* Input data *
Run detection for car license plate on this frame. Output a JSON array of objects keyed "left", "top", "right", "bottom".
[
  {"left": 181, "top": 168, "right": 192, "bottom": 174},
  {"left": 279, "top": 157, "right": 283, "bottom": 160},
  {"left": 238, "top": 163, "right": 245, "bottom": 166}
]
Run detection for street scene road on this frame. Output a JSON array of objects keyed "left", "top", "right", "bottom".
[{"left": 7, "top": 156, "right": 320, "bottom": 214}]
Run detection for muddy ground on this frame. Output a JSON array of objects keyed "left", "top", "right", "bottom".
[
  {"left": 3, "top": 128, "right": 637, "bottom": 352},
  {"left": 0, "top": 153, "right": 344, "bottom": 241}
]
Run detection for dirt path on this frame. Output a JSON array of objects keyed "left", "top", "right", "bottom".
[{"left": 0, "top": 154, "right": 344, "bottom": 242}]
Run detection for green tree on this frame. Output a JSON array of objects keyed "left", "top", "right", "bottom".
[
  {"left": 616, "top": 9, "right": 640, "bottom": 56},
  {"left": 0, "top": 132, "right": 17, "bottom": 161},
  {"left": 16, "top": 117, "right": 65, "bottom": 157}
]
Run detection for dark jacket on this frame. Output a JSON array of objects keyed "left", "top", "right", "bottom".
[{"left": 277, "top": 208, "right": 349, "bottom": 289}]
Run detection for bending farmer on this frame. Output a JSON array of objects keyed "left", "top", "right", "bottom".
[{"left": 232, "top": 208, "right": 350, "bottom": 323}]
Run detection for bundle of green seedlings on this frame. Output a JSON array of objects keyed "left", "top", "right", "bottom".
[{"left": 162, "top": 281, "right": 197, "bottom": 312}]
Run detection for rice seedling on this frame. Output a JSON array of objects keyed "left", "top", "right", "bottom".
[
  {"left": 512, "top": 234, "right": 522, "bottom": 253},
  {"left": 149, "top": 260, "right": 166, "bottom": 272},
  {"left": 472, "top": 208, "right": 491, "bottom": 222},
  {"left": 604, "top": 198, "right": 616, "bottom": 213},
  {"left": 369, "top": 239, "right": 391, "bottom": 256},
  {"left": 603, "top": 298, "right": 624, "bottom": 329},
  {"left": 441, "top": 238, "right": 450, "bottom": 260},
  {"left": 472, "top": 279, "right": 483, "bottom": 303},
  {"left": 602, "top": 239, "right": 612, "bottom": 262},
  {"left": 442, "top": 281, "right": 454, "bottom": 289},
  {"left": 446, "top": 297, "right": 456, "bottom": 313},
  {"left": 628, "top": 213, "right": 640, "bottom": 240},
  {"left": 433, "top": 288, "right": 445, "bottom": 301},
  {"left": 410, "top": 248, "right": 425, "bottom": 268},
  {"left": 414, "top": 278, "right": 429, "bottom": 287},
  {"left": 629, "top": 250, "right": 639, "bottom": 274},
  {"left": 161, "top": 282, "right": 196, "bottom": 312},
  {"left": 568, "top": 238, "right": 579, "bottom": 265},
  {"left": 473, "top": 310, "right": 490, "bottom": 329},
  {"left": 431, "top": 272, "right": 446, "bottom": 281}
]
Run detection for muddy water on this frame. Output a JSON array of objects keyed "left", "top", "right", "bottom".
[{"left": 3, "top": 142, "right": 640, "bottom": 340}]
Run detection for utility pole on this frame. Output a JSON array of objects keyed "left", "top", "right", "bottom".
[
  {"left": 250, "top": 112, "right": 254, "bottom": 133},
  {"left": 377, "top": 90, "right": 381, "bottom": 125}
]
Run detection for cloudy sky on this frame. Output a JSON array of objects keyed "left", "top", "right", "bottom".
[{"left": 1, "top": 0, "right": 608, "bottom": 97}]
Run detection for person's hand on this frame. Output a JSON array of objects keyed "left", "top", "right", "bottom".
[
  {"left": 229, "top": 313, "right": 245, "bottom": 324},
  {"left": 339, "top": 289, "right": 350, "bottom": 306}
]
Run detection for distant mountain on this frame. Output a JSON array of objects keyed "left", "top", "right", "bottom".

* Requirement *
Write out the entries above word for word.

* Expected output *
Run detection for car license plate on this frame. Output a JSON array of objects keyed "left", "top", "right", "bottom".
[
  {"left": 181, "top": 168, "right": 192, "bottom": 174},
  {"left": 279, "top": 157, "right": 283, "bottom": 160},
  {"left": 238, "top": 163, "right": 245, "bottom": 166}
]
Run detection for street scene road on this frame. Output a JSON array of objects keyed "left", "top", "right", "bottom".
[{"left": 7, "top": 156, "right": 320, "bottom": 214}]
Run detection for muddy ground on this frame. Output a JSON array of objects keyed "left", "top", "right", "bottom".
[
  {"left": 3, "top": 128, "right": 637, "bottom": 352},
  {"left": 0, "top": 153, "right": 344, "bottom": 241}
]
Run detection for dirt path on this frame. Output a JSON array of objects keyed "left", "top", "right", "bottom".
[{"left": 0, "top": 154, "right": 344, "bottom": 242}]
Run detection for green tree on this frame. Output a JSON array of objects keyed "left", "top", "right", "bottom".
[
  {"left": 616, "top": 9, "right": 640, "bottom": 56},
  {"left": 0, "top": 132, "right": 17, "bottom": 161},
  {"left": 16, "top": 117, "right": 65, "bottom": 157}
]
Run detection for dark jacket on this frame. Output a JSON array of objects keyed "left", "top", "right", "bottom".
[{"left": 277, "top": 208, "right": 349, "bottom": 289}]
Run detection for bending farmer on this frame. Output a JSON array of objects keyed "left", "top", "right", "bottom".
[{"left": 232, "top": 208, "right": 350, "bottom": 323}]
Run detection for bundle of green seedlings on this frame. Output a JSON array of objects keyed "left", "top", "right", "bottom".
[{"left": 162, "top": 281, "right": 197, "bottom": 312}]
Run detection for rice seedling on this frame. Output a JSON array of objects keyed "left", "top", "right", "bottom".
[
  {"left": 512, "top": 234, "right": 522, "bottom": 253},
  {"left": 149, "top": 260, "right": 166, "bottom": 272},
  {"left": 472, "top": 208, "right": 491, "bottom": 222},
  {"left": 604, "top": 198, "right": 616, "bottom": 213},
  {"left": 369, "top": 239, "right": 391, "bottom": 256},
  {"left": 603, "top": 298, "right": 624, "bottom": 329},
  {"left": 441, "top": 238, "right": 450, "bottom": 260},
  {"left": 472, "top": 279, "right": 483, "bottom": 303},
  {"left": 602, "top": 239, "right": 612, "bottom": 262},
  {"left": 442, "top": 281, "right": 454, "bottom": 289},
  {"left": 446, "top": 297, "right": 456, "bottom": 313},
  {"left": 628, "top": 213, "right": 640, "bottom": 240},
  {"left": 433, "top": 288, "right": 445, "bottom": 301},
  {"left": 410, "top": 248, "right": 425, "bottom": 268},
  {"left": 414, "top": 278, "right": 429, "bottom": 287},
  {"left": 629, "top": 250, "right": 639, "bottom": 274},
  {"left": 161, "top": 282, "right": 196, "bottom": 312},
  {"left": 568, "top": 238, "right": 579, "bottom": 265},
  {"left": 473, "top": 310, "right": 490, "bottom": 329},
  {"left": 431, "top": 272, "right": 446, "bottom": 281}
]
Run detection for muddy water on this frame. Output a JSON array of objects keyed "left", "top", "right", "bottom".
[{"left": 3, "top": 142, "right": 640, "bottom": 340}]
Run detection for utility pole on this frame. Output a JSON array of objects keyed "left", "top", "right", "bottom".
[
  {"left": 250, "top": 112, "right": 254, "bottom": 133},
  {"left": 377, "top": 90, "right": 381, "bottom": 125}
]
Run detection for cloudy sky on this frame. Output a JSON array of objects keyed "left", "top", "right", "bottom".
[{"left": 1, "top": 0, "right": 608, "bottom": 97}]
Run detection for person's hand on this frame. Output a JSON array of objects keyed "left", "top", "right", "bottom".
[
  {"left": 229, "top": 313, "right": 245, "bottom": 324},
  {"left": 339, "top": 289, "right": 350, "bottom": 306}
]
Run detection for distant mountain on this frame. Output a JSON array of objects keyed "left", "top", "right", "bottom".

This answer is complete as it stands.